§ **YOUR TASK**
Show every line of the data below that contains the word "pillow". Letter case must match.

====

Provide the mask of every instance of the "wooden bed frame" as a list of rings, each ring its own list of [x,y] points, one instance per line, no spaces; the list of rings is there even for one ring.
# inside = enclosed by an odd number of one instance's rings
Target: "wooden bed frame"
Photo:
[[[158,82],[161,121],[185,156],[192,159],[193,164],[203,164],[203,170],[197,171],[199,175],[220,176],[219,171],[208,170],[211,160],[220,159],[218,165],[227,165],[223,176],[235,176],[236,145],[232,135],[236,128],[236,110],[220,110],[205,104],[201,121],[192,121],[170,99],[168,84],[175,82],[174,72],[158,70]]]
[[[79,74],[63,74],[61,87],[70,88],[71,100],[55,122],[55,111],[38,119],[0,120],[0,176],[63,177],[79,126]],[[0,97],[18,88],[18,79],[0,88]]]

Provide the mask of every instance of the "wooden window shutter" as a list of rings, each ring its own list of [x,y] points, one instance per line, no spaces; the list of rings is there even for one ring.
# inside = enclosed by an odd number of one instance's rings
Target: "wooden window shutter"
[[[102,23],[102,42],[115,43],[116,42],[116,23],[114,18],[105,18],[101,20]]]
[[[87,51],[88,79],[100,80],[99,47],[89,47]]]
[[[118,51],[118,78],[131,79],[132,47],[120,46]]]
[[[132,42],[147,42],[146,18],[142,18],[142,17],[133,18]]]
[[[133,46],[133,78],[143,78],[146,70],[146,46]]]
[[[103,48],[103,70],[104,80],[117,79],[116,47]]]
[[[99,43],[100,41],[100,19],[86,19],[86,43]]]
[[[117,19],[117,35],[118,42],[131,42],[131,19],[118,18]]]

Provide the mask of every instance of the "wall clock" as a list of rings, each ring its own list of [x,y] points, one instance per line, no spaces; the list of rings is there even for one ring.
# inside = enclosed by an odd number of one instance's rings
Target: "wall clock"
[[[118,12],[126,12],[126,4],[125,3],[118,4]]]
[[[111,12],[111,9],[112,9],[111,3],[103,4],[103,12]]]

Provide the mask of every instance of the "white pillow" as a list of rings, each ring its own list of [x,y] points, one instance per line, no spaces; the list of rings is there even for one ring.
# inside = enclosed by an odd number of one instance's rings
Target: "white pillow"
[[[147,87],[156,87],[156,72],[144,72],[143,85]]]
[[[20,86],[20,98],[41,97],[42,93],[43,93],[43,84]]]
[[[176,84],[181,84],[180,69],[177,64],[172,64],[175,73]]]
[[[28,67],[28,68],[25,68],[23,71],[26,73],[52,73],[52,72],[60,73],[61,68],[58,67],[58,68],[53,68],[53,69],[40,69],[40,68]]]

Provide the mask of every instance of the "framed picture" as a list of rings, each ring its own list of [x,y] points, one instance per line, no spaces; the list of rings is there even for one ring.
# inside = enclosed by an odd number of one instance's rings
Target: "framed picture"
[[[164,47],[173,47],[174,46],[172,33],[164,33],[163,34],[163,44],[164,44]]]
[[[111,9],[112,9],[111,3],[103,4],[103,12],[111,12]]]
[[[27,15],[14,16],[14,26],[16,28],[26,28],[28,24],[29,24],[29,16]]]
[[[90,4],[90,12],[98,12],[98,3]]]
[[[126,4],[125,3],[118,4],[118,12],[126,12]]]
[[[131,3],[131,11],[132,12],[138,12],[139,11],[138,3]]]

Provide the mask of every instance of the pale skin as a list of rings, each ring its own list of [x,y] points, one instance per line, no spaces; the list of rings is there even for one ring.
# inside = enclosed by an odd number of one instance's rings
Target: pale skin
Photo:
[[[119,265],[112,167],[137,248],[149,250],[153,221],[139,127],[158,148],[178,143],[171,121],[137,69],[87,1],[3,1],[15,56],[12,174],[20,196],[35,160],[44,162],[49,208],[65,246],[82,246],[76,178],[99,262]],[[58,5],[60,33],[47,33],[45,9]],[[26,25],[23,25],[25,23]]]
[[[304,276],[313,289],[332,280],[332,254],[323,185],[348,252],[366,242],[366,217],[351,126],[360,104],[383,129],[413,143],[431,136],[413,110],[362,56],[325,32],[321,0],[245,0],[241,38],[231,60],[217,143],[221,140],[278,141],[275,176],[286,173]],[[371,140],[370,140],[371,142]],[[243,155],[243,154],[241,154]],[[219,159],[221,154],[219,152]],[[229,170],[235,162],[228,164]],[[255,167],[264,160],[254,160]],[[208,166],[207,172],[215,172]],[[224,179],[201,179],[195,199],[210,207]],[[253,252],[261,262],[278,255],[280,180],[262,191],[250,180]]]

====

§ **ANSWER BELOW**
Provide the mask of every instance of the "white pillow" as a list of rings, each ring its own list of [x,y] points, one instance per line, no spaces; the list of rings is there even for one ring.
Target: "white pillow"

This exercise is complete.